◆ WHAT THE TASK ASKS
Reproduce verbatim the lines of the data below, starting at the line that contains "jetty visible in it." and continuing through the final line of the data, both ends included.

◆ EXTRACTED MATERIAL

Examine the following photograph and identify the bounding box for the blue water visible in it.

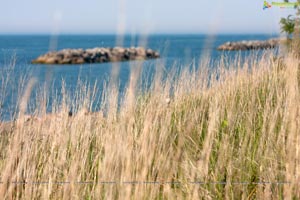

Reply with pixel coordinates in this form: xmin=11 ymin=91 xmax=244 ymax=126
xmin=0 ymin=35 xmax=274 ymax=120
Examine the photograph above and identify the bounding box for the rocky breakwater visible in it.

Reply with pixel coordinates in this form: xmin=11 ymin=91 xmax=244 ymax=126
xmin=217 ymin=39 xmax=280 ymax=51
xmin=32 ymin=47 xmax=160 ymax=64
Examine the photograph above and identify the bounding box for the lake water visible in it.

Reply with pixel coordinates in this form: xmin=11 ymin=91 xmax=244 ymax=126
xmin=0 ymin=35 xmax=276 ymax=120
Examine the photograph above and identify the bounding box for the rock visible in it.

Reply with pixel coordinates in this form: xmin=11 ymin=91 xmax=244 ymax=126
xmin=32 ymin=47 xmax=160 ymax=64
xmin=217 ymin=39 xmax=281 ymax=51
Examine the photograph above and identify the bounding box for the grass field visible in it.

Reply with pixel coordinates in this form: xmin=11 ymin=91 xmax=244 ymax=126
xmin=0 ymin=54 xmax=300 ymax=199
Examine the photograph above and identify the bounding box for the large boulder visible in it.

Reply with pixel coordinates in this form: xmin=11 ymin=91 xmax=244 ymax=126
xmin=32 ymin=47 xmax=160 ymax=64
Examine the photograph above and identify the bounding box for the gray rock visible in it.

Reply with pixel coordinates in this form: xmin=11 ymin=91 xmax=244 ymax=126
xmin=32 ymin=47 xmax=160 ymax=64
xmin=217 ymin=39 xmax=280 ymax=51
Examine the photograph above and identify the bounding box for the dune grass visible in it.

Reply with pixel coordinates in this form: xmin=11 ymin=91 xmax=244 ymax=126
xmin=0 ymin=52 xmax=300 ymax=199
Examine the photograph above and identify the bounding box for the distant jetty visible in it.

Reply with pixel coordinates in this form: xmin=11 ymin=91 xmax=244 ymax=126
xmin=217 ymin=38 xmax=282 ymax=51
xmin=32 ymin=47 xmax=160 ymax=64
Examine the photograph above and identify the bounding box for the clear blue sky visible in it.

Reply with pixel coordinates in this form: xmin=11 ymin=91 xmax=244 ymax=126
xmin=0 ymin=0 xmax=296 ymax=34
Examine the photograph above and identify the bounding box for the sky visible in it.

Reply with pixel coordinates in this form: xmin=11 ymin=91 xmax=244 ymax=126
xmin=0 ymin=0 xmax=296 ymax=34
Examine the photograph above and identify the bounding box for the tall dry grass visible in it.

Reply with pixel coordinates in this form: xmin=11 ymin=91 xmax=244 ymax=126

◆ RESPONSE
Examine the photograph above and identify the bounding box for the distant jetty visible in it.

Reply with pixel coordinates in this form: xmin=11 ymin=91 xmax=244 ymax=126
xmin=217 ymin=38 xmax=282 ymax=51
xmin=32 ymin=47 xmax=160 ymax=64
Examine the photograph above and identify the bounding box for the clear blue sky visible in it.

Reply with pixel coordinates in this form: xmin=11 ymin=91 xmax=244 ymax=126
xmin=0 ymin=0 xmax=296 ymax=34
Examine the photograph above and identify the bounding box for the sky visible in it.

Reply with pixel coordinates in this form: xmin=11 ymin=91 xmax=244 ymax=126
xmin=0 ymin=0 xmax=296 ymax=34
Examine the photograph above and identify the bounding box for the tall dry grass visible in it.

Reply with pixel coordinates in this form: xmin=11 ymin=91 xmax=244 ymax=126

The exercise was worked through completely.